Stated exercise a: Please echo the rows from the line containing "of the translucent" up to and including the final line of the rows.

Source extract:
_ _ _ _

At the same time, President Bush's plan to send National Guard troops to the southern border has ratcheted tensions up further, with the decision criticized as either a ploy to placate the president's national-security critics or a way to tacitly militarize the nation's borders.
Regardless, the president's announcement underscores the increasing pressure on the U.S. government to fix the nation's broken borders and craft a set of immigration policies that are sensible, realistic and humane.
Paying closest attention to what happens next are the United States' illegal immigrants, estimated to number about 12 million, and the growing number of U.S. citizens and lawmakers demanding dramatic changes to border security and immigration policy.
For the latter group, two questions loom: Why, in a time of heightened concern about national security, have so many illegal immigrants been able to make their way across the border? And why has border security to this point been such a bit player in the government's national-security plans?
The apparent answer: because the government, especially the president himself, wants it that way.
"It seems as though (President Bush) truly rejects the moral legitimacy of immigration enforcement," said Mark Krikorian, executive director of the Center for Immigration Studies, a conservative think tank in Washington, D.C. "He is psychologically committed to open borders, and he can't understand why people don't think the way he does."
"The president has all along had a vision of the U.S. and Mexico that stands in contrast to the way the vast majority of the American people think about the issue," added Glynn Custred, a professor of anthropology at Cal State East Bay who specializes in Latin and South American border studies.
"That vision is that there should be a consistent flow of free labor to the north," Custred continued. "If you look at Bush's speeches (and) his proposed legislation, it seems he wants it that way because he thinks it's best for the world."
A White House spokesman denied the president favors open borders, adding that immigration and immigration enforcement are complex problems that defy easy solutions.
"The president opposes amnesty and believes that illegal immigrants who want to stay need to pay a penalty for breaking the law," said Peter Watkins, White House spokesman. "The president firmly believes that he can achieve comprehensive immigration reform ... because he believes that deporting every illegal immigrant is not wise or possible."
Asked if the Senate's immigration bill - which would give illegal immigrants the opportunity to apply for citizenship - is a road to amnesty, Watkins said the president opposes amnesty but "believes that America can be a lawful society and also a welcoming society."
Perplexing policies
Watkins pointed to the president's plan to send National Guard troops to the southern border as an example of the emphasis Bush is putting on enforcement.

_ _ _ _

Available data:
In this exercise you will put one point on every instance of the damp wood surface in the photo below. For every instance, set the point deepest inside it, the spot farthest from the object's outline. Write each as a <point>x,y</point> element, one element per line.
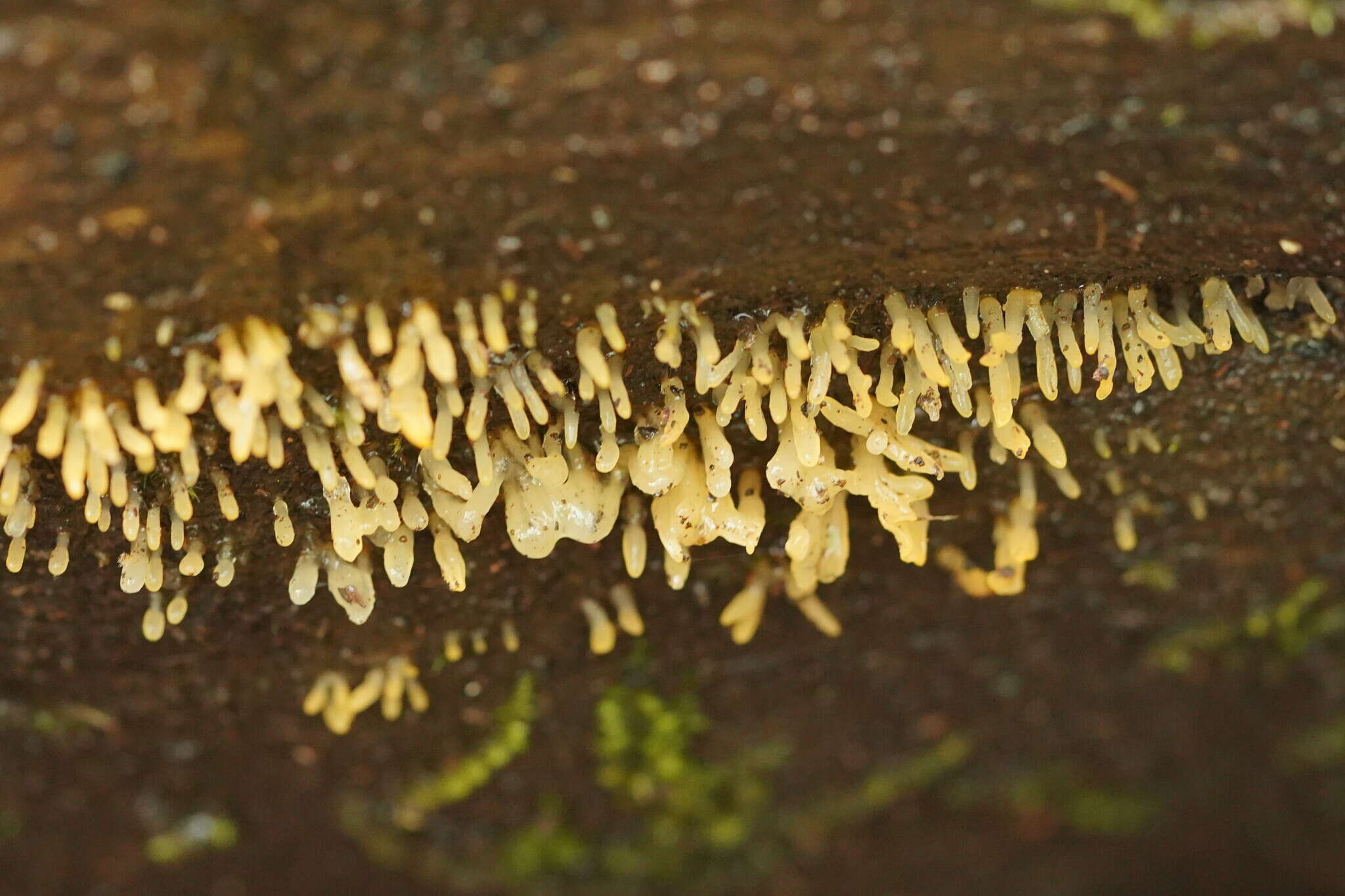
<point>755,158</point>
<point>228,160</point>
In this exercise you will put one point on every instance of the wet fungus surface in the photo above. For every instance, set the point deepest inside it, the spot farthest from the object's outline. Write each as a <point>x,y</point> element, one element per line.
<point>698,446</point>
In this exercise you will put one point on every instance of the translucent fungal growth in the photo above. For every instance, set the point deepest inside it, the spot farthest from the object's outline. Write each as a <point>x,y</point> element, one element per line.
<point>843,400</point>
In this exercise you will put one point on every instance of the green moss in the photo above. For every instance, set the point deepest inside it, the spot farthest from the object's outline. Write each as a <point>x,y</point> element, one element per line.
<point>1319,747</point>
<point>57,723</point>
<point>1153,575</point>
<point>1270,637</point>
<point>1207,22</point>
<point>879,790</point>
<point>508,739</point>
<point>190,837</point>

_ _ _ _

Stated exercise b: In the immigration article, what reason does Glynn Custred give for the president wanting a consistent flow of free labor to the north?

Final answer a:
In this exercise you will put one point on every instance of the translucent fungal growth in the photo above. For every instance, set the point deepest inside it, the spot farthest from the object's outline. Write each as a <point>x,y</point> element, one element per line.
<point>843,400</point>
In this exercise you will put one point on every instance of the green moss in the photo above. For every instance, set the point deepest inside it, the spot farthest from the object's outline. Write each as a <point>x,y</point> element, one element per line.
<point>1319,747</point>
<point>57,723</point>
<point>1153,575</point>
<point>1270,637</point>
<point>1207,22</point>
<point>879,790</point>
<point>508,739</point>
<point>190,837</point>

Final answer b: Custred says that, judging from Bush's speeches and proposed legislation, the president wants it that way because he thinks it is best for the world.